━━━━━ Input data

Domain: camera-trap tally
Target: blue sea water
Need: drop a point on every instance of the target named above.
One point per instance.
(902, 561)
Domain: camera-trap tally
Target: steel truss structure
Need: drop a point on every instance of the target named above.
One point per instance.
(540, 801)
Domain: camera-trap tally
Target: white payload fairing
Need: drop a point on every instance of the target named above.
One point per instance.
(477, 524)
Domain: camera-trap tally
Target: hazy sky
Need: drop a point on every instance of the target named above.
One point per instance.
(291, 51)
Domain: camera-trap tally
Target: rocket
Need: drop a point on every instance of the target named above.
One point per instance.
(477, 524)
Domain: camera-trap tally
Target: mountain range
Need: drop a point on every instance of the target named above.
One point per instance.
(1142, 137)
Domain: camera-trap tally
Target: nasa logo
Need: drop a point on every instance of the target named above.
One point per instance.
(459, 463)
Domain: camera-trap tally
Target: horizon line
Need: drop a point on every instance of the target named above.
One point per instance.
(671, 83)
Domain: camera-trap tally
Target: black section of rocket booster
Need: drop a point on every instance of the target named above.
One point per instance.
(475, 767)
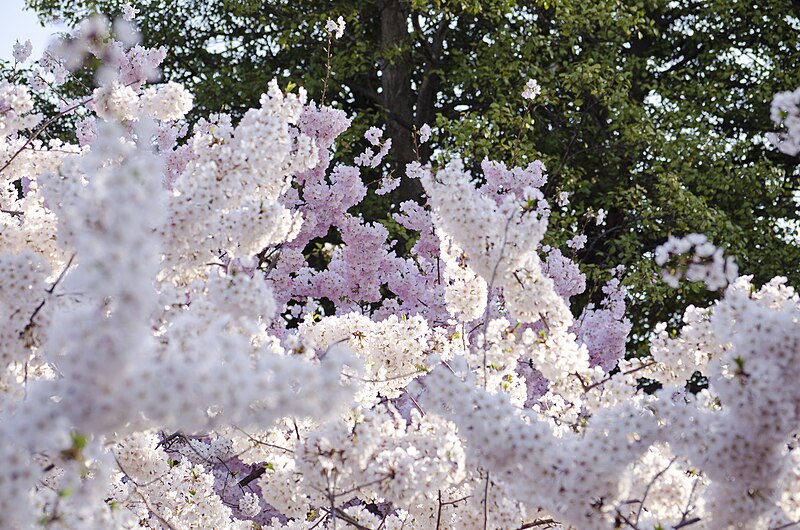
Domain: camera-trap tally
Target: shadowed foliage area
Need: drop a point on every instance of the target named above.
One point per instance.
(653, 110)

━━━━━━━━━━

## Task prompt
What you return must be the entries above, exactly as they appear, without any pictures.

## Result
Domain: camera-trap tally
Target: blue sea water
Need: drop a point on every instance of the target named above.
One point per instance.
(902, 561)
Domain: camera-trap tally
Target: steel truss structure
Need: drop a point on every instance of the target named above.
One point per instance.
(540, 801)
Domain: camera-trap tally
Target: white payload fairing
Need: drop a point on every instance of the target named above.
One point per instance.
(477, 524)
Domain: camera-trap tally
Target: hazy sky
Need: drop a point on every instance of the target named above.
One point per instance.
(291, 51)
Domain: camera-trap tally
Target: rocket
Need: drop a point on every instance of the target named above.
One point per instance.
(477, 524)
Domain: camera-trap tally
Target: mountain range
Need: drop a point on every instance of the target named above.
One point per instance.
(1142, 137)
Domain: camera-trap tally
Target: nasa logo
Need: drop a point on every instance of the target named above.
One point per instance.
(459, 463)
Domain: camera-trap tally
Target: horizon line
Need: drop a point on every instance of the target named above.
One point per instance.
(671, 83)
Domain: camera-trap tally
Target: black section of rocket booster
Need: drop a point on every instance of the target named above.
One point per instance.
(475, 767)
Domain: camera-trap tally
Target: shadowed foliage area
Need: drop a point on every instance of the target named above.
One point per instance.
(653, 110)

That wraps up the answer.